- Supplied text

“Bastards of Misrepresentation: Doing Time on Filipino Time”
Of all the art centres in Asia, Manila has one of the richest, most singular histories, but its contemporary scene is only recently garnering broad attention. Contemporary Asian art collectors have been among the first to catch on to the teeming vibrancy of the city’s art sector, whose diversity resists easy categorization. One of its champions is the recently returned Manuel Ocampo, celebrated for the past two decades in the West, now based in Manila and deeply involved in the emerging art scene. But emerging is probably not the correct term. Painting, for example, draws from a history of colonization going back to the Spanish, Portuguese, Americans and even Japanese, yet its hybrid morphology is uniquely its own. An example of Manila’s fecund, diverse, potent and highly informed contemporary art was on view recently in Berlin. “Bastards Of Misrepresentation: Doing Time On Filipino Time” was curated by Manuel Ocampo for the Freies Museum in fall 2010. Ocampo says this show is about the cultural scene in the Philippines but is not a definitive show about Filipino art. It draws from the culture’s identity as a hybrid and, oddly, from the pervasive misrepresentation of its people. It is about authenticity or, to be more accurate, the alternate conditions of authenticity.

- Dataset entries

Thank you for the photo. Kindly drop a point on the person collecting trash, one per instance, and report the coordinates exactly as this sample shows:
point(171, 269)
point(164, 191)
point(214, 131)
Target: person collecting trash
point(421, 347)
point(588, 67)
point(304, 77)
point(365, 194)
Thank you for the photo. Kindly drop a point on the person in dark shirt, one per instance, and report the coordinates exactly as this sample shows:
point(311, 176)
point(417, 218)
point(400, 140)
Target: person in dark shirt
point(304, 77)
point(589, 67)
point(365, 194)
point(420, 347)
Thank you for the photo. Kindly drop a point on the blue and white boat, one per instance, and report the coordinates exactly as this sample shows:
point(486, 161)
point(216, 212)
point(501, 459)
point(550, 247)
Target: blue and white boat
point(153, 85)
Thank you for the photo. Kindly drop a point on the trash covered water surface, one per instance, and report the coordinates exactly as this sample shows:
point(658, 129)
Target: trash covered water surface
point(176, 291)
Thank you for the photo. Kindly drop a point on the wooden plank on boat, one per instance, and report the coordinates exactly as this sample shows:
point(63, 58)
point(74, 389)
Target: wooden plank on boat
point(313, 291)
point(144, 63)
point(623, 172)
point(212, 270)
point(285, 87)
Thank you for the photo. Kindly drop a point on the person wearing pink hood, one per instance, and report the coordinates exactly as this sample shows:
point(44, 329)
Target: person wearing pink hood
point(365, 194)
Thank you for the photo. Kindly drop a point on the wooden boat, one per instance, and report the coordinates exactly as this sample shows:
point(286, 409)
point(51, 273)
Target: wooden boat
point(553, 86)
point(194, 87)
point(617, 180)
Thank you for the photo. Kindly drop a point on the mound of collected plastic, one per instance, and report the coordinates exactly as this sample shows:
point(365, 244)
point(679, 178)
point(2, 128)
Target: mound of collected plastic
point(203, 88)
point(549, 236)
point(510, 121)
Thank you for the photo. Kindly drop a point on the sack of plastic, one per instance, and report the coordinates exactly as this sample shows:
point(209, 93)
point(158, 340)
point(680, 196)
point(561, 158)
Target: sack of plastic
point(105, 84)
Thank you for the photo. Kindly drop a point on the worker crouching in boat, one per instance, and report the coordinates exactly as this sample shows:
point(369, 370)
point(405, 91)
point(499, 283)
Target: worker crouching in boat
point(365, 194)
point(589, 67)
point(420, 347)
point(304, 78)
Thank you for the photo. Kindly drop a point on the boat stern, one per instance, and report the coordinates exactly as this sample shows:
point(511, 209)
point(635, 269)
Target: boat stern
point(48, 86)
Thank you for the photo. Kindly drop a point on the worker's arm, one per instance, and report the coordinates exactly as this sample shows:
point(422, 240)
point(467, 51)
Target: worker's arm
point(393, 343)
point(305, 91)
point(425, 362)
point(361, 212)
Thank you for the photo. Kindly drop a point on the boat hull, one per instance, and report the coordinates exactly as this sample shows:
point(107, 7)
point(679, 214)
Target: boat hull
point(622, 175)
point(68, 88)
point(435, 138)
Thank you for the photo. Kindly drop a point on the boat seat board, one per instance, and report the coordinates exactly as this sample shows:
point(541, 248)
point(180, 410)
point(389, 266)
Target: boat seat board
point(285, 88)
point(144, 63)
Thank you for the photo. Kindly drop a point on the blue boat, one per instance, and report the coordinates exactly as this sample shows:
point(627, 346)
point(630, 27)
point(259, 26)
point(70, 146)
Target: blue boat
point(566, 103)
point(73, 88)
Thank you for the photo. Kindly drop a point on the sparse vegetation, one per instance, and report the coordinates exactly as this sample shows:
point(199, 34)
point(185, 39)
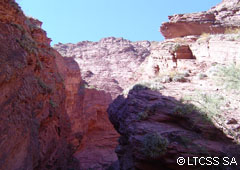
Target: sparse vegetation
point(53, 104)
point(154, 145)
point(232, 31)
point(229, 77)
point(201, 76)
point(148, 111)
point(151, 85)
point(174, 48)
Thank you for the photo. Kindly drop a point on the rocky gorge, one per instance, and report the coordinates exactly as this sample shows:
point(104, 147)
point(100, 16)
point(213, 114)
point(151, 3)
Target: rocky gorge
point(117, 104)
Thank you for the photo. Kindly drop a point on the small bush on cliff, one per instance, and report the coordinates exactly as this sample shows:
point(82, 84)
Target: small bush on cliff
point(154, 145)
point(229, 77)
point(184, 109)
point(53, 104)
point(148, 111)
point(232, 31)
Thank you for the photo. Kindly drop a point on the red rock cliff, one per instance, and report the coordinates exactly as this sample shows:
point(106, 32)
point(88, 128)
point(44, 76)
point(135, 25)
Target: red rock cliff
point(33, 121)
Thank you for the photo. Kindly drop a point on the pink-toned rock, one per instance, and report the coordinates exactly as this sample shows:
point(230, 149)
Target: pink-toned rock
point(106, 68)
point(33, 122)
point(155, 132)
point(216, 20)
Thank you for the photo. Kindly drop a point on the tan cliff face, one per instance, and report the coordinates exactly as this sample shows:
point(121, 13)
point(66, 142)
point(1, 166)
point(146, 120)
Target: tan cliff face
point(55, 110)
point(180, 108)
point(33, 121)
point(106, 68)
point(216, 20)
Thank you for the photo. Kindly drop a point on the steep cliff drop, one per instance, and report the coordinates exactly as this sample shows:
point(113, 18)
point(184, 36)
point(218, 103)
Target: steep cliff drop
point(34, 126)
point(107, 67)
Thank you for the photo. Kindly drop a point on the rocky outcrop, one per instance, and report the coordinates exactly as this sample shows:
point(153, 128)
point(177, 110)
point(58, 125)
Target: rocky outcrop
point(214, 21)
point(155, 132)
point(96, 73)
point(33, 122)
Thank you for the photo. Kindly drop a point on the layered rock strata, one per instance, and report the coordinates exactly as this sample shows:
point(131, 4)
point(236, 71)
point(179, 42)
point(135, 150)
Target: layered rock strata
point(216, 20)
point(33, 122)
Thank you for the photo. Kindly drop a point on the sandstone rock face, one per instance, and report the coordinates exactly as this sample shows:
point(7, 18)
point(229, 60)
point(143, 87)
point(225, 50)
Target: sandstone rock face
point(216, 20)
point(33, 122)
point(222, 49)
point(96, 73)
point(153, 135)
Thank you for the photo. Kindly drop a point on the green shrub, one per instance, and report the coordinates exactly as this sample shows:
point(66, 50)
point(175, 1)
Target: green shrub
point(143, 115)
point(184, 109)
point(229, 77)
point(154, 145)
point(53, 104)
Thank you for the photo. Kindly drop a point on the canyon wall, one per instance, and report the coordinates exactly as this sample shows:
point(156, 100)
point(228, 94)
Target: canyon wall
point(106, 68)
point(216, 20)
point(34, 125)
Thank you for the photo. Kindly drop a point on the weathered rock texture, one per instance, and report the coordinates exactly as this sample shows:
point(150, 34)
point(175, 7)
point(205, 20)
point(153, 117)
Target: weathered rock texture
point(33, 122)
point(106, 68)
point(216, 20)
point(154, 135)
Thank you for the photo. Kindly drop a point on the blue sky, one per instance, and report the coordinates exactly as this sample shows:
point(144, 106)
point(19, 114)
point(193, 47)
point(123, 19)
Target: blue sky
point(78, 20)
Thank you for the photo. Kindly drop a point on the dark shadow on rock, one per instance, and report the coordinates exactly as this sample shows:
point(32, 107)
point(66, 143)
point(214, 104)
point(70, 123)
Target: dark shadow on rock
point(156, 130)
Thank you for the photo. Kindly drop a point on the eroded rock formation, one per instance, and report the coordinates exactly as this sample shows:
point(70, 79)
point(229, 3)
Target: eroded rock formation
point(216, 20)
point(107, 67)
point(154, 134)
point(33, 122)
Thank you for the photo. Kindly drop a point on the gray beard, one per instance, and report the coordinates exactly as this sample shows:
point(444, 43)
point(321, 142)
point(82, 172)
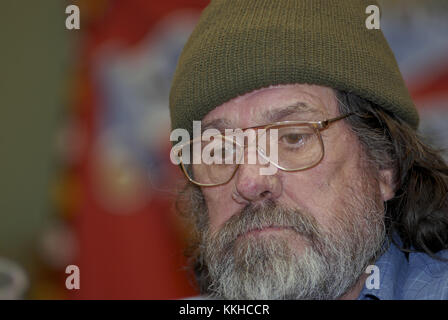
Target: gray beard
point(265, 266)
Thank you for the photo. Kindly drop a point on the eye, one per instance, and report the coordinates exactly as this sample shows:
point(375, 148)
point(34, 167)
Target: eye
point(292, 138)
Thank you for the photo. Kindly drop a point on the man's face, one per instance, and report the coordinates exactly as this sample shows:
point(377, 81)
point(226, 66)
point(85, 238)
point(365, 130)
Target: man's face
point(306, 234)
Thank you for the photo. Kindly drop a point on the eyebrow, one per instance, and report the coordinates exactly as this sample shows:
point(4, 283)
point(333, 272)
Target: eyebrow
point(271, 115)
point(280, 113)
point(219, 124)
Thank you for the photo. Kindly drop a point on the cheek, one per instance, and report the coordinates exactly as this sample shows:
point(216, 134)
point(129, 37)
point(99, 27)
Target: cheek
point(220, 205)
point(319, 190)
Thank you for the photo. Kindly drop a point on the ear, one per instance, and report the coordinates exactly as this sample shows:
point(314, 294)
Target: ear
point(387, 185)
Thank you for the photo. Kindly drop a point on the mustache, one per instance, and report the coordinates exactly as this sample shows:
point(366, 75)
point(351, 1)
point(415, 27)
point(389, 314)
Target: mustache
point(268, 214)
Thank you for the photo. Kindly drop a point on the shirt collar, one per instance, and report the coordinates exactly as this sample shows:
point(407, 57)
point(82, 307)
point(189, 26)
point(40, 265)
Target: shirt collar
point(392, 266)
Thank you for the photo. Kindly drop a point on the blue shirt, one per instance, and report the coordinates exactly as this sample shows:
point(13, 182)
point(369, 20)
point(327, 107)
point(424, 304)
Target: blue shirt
point(419, 278)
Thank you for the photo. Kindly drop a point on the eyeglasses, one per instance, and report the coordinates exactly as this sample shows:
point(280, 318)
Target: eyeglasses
point(296, 145)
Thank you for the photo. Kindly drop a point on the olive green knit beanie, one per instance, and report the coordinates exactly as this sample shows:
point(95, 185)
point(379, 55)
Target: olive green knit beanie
point(242, 45)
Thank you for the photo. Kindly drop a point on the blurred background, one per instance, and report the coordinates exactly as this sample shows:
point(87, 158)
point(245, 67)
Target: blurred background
point(85, 176)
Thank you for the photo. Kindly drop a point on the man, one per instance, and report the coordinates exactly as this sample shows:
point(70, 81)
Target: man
point(355, 189)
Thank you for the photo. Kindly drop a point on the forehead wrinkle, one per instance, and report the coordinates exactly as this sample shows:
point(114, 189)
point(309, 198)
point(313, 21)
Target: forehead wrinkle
point(280, 113)
point(221, 124)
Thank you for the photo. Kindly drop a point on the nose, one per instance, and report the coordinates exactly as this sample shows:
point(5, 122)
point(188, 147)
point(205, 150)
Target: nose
point(251, 186)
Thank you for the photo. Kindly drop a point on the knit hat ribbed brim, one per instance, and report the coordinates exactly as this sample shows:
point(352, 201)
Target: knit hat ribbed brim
point(242, 45)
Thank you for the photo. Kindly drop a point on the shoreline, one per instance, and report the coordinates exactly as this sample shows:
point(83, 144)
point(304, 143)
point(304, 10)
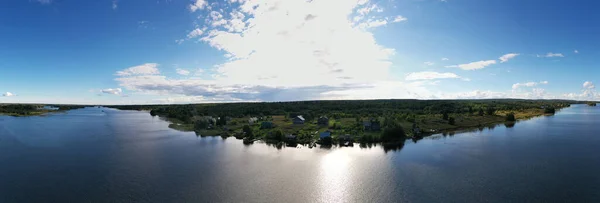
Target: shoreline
point(313, 143)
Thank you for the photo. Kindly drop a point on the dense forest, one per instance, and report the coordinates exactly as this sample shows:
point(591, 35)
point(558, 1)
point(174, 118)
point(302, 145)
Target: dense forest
point(312, 109)
point(348, 120)
point(33, 109)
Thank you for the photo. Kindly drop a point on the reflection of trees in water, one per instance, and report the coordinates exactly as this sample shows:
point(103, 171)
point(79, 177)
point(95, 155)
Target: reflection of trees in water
point(416, 139)
point(367, 145)
point(395, 146)
point(277, 145)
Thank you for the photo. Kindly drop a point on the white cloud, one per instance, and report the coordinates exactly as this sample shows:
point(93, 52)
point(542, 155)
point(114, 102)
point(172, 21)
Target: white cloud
point(115, 91)
point(474, 65)
point(367, 9)
point(45, 1)
point(587, 93)
point(528, 84)
point(195, 33)
point(427, 75)
point(373, 23)
point(507, 57)
point(182, 71)
point(399, 19)
point(550, 55)
point(144, 69)
point(298, 43)
point(198, 5)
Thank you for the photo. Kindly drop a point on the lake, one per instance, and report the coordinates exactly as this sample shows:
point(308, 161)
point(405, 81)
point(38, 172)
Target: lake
point(107, 155)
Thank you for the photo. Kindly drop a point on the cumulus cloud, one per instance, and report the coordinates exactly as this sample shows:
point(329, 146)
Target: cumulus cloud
point(528, 84)
point(474, 65)
point(588, 85)
point(588, 92)
point(198, 5)
point(427, 75)
point(144, 69)
point(507, 57)
point(550, 55)
point(297, 43)
point(182, 71)
point(195, 33)
point(399, 19)
point(115, 91)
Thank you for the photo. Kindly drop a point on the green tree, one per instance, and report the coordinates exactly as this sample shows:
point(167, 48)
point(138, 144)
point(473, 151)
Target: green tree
point(490, 111)
point(248, 131)
point(510, 117)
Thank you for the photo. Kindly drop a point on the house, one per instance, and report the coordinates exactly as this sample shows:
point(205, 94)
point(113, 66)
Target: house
point(325, 134)
point(298, 120)
point(290, 137)
point(252, 120)
point(323, 120)
point(372, 125)
point(367, 125)
point(346, 140)
point(266, 125)
point(416, 129)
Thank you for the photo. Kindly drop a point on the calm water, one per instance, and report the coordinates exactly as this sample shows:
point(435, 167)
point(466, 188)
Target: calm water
point(88, 155)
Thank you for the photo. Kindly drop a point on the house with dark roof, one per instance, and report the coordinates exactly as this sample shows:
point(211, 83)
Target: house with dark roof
point(325, 134)
point(298, 120)
point(372, 125)
point(266, 125)
point(323, 120)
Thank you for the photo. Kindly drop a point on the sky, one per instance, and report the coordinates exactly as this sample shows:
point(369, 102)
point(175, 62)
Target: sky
point(204, 51)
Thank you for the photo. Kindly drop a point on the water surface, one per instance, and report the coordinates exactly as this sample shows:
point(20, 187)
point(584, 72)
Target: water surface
point(88, 155)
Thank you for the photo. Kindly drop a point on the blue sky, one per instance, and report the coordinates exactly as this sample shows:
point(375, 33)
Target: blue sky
point(126, 51)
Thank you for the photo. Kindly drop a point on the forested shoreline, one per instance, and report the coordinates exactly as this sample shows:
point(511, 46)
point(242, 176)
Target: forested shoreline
point(330, 122)
point(348, 121)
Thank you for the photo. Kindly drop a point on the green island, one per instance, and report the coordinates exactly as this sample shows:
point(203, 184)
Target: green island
point(346, 122)
point(34, 109)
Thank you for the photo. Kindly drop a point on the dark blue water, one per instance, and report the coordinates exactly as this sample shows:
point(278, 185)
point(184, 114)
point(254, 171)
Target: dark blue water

- Exercise task A
Answer these from the Manila art passage:
(i) Who curated the Berlin show?
(ii) At which museum, and in what season and year, was it held?
(iii) Which four colonizing powers does the painting history draw from?
- Exercise task B
Write the next paragraph of the Manila art passage, beginning after its final sentence.
The listing has no part in this work.

- Reply A
(i) Manuel Ocampo
(ii) The Freies Museum, in fall 2010
(iii) The Spanish, Portuguese, Americans and Japanese

- Reply B
The first room in this ambitious exhibition holds Pow Martinez’s assemblage of painted boxes housing his looping cityscape sound piece. Also in this gallery are photos and a painted installation, complete with a basketball hoop and balls by David Griggs. The viewer immediately enters the art scene of Manila through its underworld, via the looped street cacophony emanating from Martinez’s speakers hidden among the trashed and painted boxes strewn near the entrance, and the photographs by Griggs, with the tattooed figures of a local Manila gang, the Bahala Na Gang. Griggs, an Australian artist now based in Manila, has delved into the megalopolis underworld and become a respected local member of the art scene. It was Pow Martinez’s intention to link the streets of Manila and Berlin—the cacaphonic sound installation combining elements of the Berlin riots with those of the People Power Revolution in the ’80s.
![](/images/articles/_resized/BASTARDS_1.png)
Bea Camacho, Efface, 2008, single-channel video, 11 hours. Photograph: Poklong Anading.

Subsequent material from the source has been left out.